** Start of Stored data **
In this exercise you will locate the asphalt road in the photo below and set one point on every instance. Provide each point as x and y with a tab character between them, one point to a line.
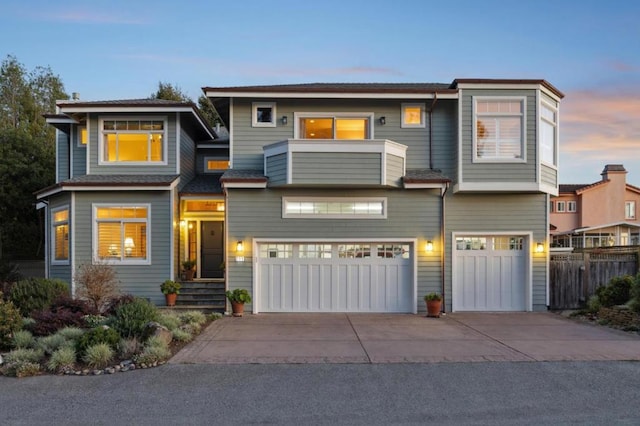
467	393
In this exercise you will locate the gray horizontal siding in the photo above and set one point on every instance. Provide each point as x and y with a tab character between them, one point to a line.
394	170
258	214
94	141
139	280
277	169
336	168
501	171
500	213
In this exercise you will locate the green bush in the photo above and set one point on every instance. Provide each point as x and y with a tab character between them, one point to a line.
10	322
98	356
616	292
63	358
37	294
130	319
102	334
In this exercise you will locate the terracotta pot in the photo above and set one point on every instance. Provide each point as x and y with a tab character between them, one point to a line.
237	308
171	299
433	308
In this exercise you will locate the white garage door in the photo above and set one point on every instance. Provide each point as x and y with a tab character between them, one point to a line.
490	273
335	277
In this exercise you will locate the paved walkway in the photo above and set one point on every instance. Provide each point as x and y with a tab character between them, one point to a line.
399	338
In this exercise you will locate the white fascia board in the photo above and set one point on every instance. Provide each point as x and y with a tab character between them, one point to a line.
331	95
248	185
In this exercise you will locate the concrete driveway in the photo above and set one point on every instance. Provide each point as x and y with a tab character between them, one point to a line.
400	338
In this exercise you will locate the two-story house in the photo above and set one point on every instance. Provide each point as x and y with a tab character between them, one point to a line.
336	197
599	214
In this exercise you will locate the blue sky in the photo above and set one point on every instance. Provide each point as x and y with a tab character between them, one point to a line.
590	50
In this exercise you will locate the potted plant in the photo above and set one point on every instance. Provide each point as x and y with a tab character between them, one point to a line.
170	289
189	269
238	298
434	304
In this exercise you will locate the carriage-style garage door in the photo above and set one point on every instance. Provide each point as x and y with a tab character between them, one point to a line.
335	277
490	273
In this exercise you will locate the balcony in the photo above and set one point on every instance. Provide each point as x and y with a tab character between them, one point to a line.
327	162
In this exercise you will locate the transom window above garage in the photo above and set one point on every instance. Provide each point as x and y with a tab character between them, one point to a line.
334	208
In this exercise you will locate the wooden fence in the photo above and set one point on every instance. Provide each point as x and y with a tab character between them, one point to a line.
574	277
** End of Stored data **
Exercise instructions:
Return the whole listing, word for word, and leave out every picture.

Reply:
In this exercise you will locate the asphalt road in the photo below and set one point on every instance. Provide each point as x and y with a tab character between them, one point to a line.
467	393
In this exercise you will locate the gray horizontal siding in the photo above and set one point on every instance. Provide each point as x and y with a tab character between them, one point to a line.
394	170
258	214
94	141
139	280
277	169
336	168
501	171
500	213
In this exercise you will locate the green bush in the photo above and set one point on every instance. Provide each point as x and y with a tab character between them, one point to a line.
10	322
98	356
616	292
63	358
37	294
130	319
102	334
In this exercise you will locate the terracotta pot in the photo above and set one point on every instance. Provide each point as x and y with a tab character between them, one point to a line.
237	308
171	299
433	308
In this exercise you will locate the white garage door in the photo above and set one point on every instance. Provide each point as x and y with a tab character between them, one point to a line.
490	273
335	277
In this exercise you will locate the paved walkway in the photo above and set one point on every instance. Provide each point as x and y with a tab character between them, one point to a line.
399	338
In this exercise you will locate the white fascia board in the photo above and set one point on every instance. Provide each point as x and y with a tab character between them, one point to a line.
331	95
248	185
In this exercise you will locate the concrete driveway in the photo above and set one point on every instance. Provide each point as x and y with a tab character between them, one point to a line.
400	338
In this exercise you will locate the two-story house in the photo above and set one point on every instance. Provide each point as x and y with a tab character between them, one point to a line.
336	197
599	214
In this exercise you will locate the blue sky in the photo above and set one point on every instance. Provide each point as x and y with a tab character between them, one point to a line.
590	50
In this exercise you will locate the potted plant in the photo above and set one point on every instance. Provide each point as x and y with a tab character between them, one point to a line.
170	289
189	269
238	298
434	304
In this exercise you will locate the carriage-style garage door in the photo above and set one point on every instance. Provide each point as x and y with a tab character between them, one point to a line.
335	277
490	273
In this exercise you will locate the balcony in the photo above and set one point on every instance. Provide each point as x and y with a tab character between them, one point to a line.
327	162
In this exercise you will locate the transom window above garage in the photo above and set one point on every instance. Provide each point as x and y with a tab character between them, one point to a line.
334	208
In this exercise you will locate the wooden fence in the photo above and set one point on every instance. Provide each point as x and y with a tab character between them, one point to a line.
574	277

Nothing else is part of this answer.